__Your objective__.
Gather every line below that contains the string "omelet", copying each one in full. Count only matches with the same capitalization.

--- BEGIN Exercise inputs ---

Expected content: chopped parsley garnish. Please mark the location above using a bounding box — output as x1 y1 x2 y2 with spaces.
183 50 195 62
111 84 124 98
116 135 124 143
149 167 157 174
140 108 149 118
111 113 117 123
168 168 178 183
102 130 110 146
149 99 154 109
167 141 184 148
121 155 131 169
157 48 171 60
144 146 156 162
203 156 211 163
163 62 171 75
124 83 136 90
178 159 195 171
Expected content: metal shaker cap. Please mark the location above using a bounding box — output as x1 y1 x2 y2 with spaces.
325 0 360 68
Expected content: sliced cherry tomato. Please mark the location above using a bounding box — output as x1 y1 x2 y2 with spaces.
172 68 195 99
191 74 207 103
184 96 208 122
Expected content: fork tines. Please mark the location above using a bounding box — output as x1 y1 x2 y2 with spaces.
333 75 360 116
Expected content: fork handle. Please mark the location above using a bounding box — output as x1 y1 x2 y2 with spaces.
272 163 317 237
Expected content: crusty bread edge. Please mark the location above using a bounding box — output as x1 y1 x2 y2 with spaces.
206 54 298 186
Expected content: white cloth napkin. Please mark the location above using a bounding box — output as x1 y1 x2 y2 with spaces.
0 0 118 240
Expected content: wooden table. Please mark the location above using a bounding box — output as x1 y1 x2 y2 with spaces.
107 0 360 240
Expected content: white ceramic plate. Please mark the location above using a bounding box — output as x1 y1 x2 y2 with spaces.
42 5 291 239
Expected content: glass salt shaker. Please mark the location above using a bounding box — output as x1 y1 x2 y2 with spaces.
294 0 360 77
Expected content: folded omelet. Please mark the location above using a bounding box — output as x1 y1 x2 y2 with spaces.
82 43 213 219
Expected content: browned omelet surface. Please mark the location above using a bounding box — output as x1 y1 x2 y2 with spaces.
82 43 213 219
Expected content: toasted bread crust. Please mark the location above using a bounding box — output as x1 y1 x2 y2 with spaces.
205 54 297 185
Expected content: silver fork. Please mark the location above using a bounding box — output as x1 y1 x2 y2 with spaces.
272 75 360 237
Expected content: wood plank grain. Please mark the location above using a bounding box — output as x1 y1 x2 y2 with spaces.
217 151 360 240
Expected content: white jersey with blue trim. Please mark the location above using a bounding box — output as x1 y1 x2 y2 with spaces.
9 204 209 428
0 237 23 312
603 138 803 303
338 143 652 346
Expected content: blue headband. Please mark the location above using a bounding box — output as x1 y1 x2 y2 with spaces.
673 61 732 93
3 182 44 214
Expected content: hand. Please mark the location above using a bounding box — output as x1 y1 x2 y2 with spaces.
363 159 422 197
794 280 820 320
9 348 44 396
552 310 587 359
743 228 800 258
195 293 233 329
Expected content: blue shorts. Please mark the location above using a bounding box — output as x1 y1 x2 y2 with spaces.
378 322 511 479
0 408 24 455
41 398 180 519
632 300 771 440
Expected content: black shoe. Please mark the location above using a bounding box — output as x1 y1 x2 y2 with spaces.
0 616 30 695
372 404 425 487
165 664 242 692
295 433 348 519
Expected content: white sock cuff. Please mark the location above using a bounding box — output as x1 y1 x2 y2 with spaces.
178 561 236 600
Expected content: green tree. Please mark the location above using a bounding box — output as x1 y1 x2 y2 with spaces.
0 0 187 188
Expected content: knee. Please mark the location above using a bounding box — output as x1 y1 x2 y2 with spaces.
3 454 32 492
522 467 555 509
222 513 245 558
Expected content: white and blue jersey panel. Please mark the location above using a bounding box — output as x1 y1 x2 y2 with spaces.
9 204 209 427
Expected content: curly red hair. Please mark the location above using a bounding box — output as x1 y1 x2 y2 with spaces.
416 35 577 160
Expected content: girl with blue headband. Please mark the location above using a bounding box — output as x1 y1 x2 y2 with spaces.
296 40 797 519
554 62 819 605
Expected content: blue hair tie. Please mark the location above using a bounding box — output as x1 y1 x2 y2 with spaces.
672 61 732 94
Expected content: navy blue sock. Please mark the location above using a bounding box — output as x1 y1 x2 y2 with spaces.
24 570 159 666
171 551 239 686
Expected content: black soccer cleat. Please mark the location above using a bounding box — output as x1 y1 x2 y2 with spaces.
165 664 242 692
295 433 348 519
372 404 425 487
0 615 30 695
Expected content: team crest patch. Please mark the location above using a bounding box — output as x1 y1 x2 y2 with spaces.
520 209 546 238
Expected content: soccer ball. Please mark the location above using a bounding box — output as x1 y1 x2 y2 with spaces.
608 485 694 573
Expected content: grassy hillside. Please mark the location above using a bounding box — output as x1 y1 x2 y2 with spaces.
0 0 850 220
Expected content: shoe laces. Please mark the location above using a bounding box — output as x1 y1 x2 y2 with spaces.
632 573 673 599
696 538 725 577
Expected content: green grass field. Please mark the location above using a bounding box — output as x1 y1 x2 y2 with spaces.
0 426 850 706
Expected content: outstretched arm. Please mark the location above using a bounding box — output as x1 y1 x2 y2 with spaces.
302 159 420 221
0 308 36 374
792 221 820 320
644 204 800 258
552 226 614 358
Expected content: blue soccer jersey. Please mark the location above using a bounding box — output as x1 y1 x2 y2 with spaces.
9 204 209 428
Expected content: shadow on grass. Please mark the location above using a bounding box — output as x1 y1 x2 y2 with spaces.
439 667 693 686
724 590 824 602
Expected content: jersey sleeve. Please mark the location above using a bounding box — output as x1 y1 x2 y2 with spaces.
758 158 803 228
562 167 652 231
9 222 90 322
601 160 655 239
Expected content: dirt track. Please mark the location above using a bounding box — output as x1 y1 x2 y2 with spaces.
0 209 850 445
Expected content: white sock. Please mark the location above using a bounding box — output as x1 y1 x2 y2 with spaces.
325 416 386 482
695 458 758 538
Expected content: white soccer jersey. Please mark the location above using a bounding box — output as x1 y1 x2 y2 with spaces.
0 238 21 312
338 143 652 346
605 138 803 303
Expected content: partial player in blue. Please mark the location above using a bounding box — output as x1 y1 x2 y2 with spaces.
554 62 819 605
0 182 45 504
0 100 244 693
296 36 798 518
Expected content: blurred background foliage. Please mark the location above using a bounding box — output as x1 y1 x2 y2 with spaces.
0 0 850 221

--- END Exercise inputs ---

__Answer to the task__.
Expected content: folded omelet. Please mark the location above using a bounding box — output as x1 y1 x2 y2 with spaces.
Expected content: browned omelet surface. Please mark the location above using a bounding box — output as x1 y1 x2 y2 with spaces.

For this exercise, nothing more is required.